--- START OF Given passage ---
On Sat, Jan 09, 2016 at 02:57:07PM -0600, Bruce Dubbs wrote:
> DJ Lucas wrote:
> >Binutils Gold: It was decided a long time ago not to build gold. I
> >brought it up on list when it was new (binutils-2.19), but I searched
> >and don't think it's been discussed much since then. It has grown up a
> >bit since that time. My only argument for this is that people might want
> >it, and we can provide it without affecting our build much (time and
> >disk space). As far as BLFS is concerned, the only real beneficiary that
> >I can think of might be QT. I'm sure there are a couple of others, but
> >that is the biggest C++ project that I'll use (besides chromium which
> >isn't in the book). There are plenty of other places it could be used,
> >but for now, just having available is enough.
> >
> >There are two caveats, we do have to patch it because of lack of back
> >ports in the release tree (patch is in our repo), and the testsuite has
> >some issues (10 failures). I work around the test suite by removing from
> >main suite and just running it separately and catching the error (as I
> >build with set -e). Fixing to do a jhalfs run so that I can get more
> >accurate timings and build sizes as compared with my packaged build. I
> >had a 4 minute difference (10 vs 6), 3 of which was the test suite. Any
> >interest in doing this for LFS? We'd still install bfd as the default
> >linker as we do now, just add ld.gold (and dwp) to the list of installed
> >files.
> 
> The size and time are not really a factor.  The question is what does it
> provide?  If the primary target audience is developers, then I don't think
> it's needed in the book.  A hint might be appropriate though.
> 
(limiting my comments to gold) -

When I last looked at this, I think I got put off by too many
problem reports.  Certainly, at one time there were problems with
the kernel : perhaps those have been fixed by now.  Gentoo still
advise proceding with caution if making gold the default, because
gold _was_ known to break grub2, making the system unbootable
[ https://wiki.gentoo.org/wiki/Gold ].
--- END OF Given passage ---
- **Direction**:
According to the mailing-list message, what was gold known to break, and with what consequence?
--- START OF Records provided ---
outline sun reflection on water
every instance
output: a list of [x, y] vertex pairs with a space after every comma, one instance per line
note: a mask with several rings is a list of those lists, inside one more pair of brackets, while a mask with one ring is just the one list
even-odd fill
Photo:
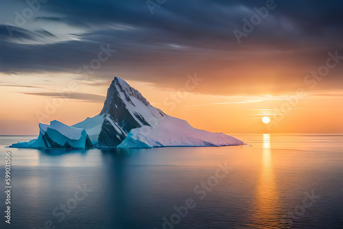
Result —
[[270, 134], [263, 137], [262, 168], [257, 184], [252, 221], [259, 228], [279, 228], [280, 203], [275, 183], [272, 156], [270, 150]]

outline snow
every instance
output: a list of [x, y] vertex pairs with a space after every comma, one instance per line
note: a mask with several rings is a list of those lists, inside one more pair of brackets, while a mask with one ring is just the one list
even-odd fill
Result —
[[222, 133], [196, 129], [187, 121], [172, 117], [155, 128], [144, 126], [132, 130], [119, 148], [172, 146], [225, 146], [244, 143]]
[[56, 120], [51, 121], [50, 125], [39, 123], [39, 128], [37, 139], [13, 144], [11, 147], [37, 149], [84, 149], [91, 147], [87, 142], [88, 136], [84, 129], [71, 127]]
[[37, 139], [13, 144], [16, 147], [150, 148], [172, 146], [244, 145], [222, 133], [193, 128], [152, 106], [123, 80], [115, 77], [98, 115], [72, 126], [58, 121], [39, 124]]

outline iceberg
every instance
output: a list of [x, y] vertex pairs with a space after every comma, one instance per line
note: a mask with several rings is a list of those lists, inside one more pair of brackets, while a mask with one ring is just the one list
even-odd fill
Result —
[[137, 90], [115, 77], [100, 113], [72, 126], [53, 121], [39, 124], [37, 139], [13, 147], [152, 148], [245, 145], [223, 133], [193, 128], [187, 121], [152, 106]]
[[84, 129], [71, 127], [54, 120], [50, 122], [50, 125], [39, 123], [39, 135], [37, 139], [14, 143], [10, 147], [36, 149], [89, 149], [93, 147], [93, 145]]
--- END OF Records provided ---
- **Full answer**:
Gold was known to break grub2, making the system unbootable.